**Request:** Reproduce the lines of the data from the line containing "of the brush" through the end of the data, with every occurrence of "white" replaced by "ivory" and everything else unchanged. Return only those lines.

**Materials provided:**
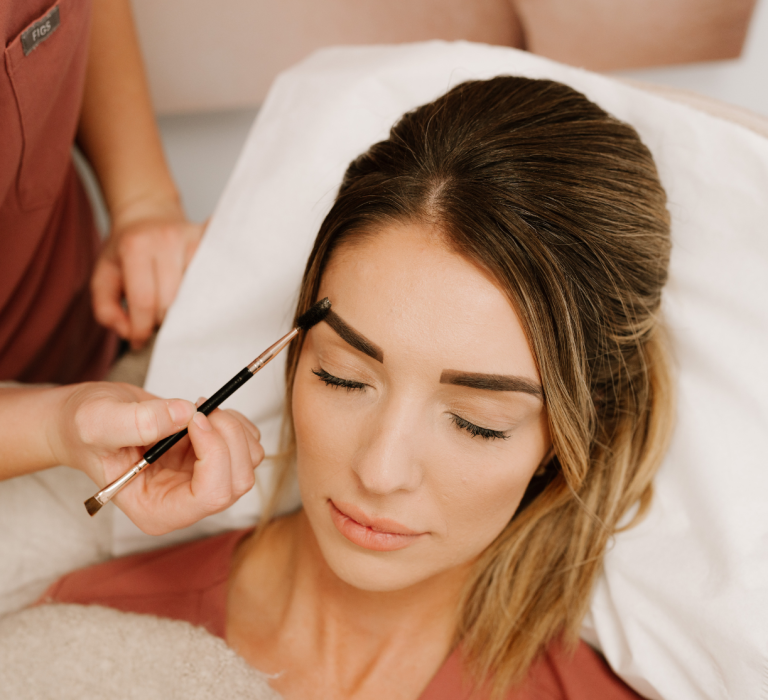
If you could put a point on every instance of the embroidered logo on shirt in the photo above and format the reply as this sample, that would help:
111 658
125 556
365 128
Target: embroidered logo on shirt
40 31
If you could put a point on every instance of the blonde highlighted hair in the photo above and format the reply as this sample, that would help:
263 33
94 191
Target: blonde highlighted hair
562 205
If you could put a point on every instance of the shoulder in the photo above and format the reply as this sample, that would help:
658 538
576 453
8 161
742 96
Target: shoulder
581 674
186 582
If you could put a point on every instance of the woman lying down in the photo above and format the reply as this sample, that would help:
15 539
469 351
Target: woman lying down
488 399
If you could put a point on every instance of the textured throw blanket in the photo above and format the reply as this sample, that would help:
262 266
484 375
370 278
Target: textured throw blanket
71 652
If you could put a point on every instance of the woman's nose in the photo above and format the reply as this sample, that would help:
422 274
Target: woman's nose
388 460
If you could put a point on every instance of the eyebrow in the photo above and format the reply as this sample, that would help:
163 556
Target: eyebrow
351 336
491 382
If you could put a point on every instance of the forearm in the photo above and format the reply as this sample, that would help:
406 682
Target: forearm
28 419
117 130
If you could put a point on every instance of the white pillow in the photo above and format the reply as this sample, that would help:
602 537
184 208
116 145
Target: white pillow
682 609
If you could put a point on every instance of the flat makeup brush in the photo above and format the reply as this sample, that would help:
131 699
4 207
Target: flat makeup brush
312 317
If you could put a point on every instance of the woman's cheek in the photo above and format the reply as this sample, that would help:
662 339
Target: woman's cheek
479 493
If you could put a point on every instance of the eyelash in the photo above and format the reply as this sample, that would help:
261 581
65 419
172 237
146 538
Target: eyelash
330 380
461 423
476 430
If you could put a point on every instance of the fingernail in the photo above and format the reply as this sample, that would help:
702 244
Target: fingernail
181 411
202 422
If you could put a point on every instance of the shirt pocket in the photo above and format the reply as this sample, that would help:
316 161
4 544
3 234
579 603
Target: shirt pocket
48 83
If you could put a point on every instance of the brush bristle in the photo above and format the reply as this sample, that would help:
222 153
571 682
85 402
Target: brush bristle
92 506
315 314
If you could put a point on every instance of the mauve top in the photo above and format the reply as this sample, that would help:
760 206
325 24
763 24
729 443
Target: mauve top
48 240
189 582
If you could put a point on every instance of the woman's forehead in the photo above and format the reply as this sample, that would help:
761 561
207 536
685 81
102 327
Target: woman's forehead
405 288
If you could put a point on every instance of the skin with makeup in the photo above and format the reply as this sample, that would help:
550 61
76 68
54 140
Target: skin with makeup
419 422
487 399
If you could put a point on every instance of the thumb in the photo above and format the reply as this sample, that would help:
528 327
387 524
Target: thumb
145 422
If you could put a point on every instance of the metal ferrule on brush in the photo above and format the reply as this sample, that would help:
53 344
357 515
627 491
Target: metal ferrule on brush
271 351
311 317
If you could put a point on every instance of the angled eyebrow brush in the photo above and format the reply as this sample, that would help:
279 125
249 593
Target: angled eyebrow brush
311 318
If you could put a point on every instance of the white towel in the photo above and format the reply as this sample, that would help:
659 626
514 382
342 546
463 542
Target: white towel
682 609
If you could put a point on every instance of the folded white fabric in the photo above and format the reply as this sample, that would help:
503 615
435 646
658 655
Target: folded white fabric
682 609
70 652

**Response to this task:**
If you could put a point on every instance of the brush bristle in the photo above and format the reply as this sample, that would help:
222 153
571 682
85 402
Target: brush bristle
92 506
315 314
If you could put a point on every instance of the mauve top in the photo above and format the reply as this sample, that would help:
760 206
325 24
763 24
729 443
Target: mauve top
48 240
189 582
If you could put a point on every instance of the woman's forehead in the photo above and format the reply as this sample, that would help:
761 561
207 536
685 81
102 327
Target: woman's forehead
405 288
If you could put a point on every instance of the skin with makeup in the photo above and format the reply as this sample, that would help:
550 61
76 68
54 140
Target: skin with makeup
419 422
487 399
If you could put a point on every instance of the thumb in the photo above and format the reply as this sample, that would help:
528 327
387 524
Target: thumb
145 422
If you could put a point on every instance of the metal ferrule on brush in the photo above and format the reply as this sample, that would help:
53 344
357 515
627 491
Target: metal ferrule on brush
271 351
311 317
If you could put a point on every instance of the angled eyebrow brush in the photo above and format the reply as this sample, that would help:
279 125
249 593
Target: angled eyebrow brush
311 318
If you could put a point on every instance of the ivory towel in the photo above and format the reply as this sample, that would help:
659 626
514 382
342 546
463 542
Target: ivory towel
682 609
If you could put a point on every instance of the folded ivory fabric in the photo above and format the reply as this sample, that would help:
503 615
435 646
658 655
Target: folded ivory fabric
682 609
70 652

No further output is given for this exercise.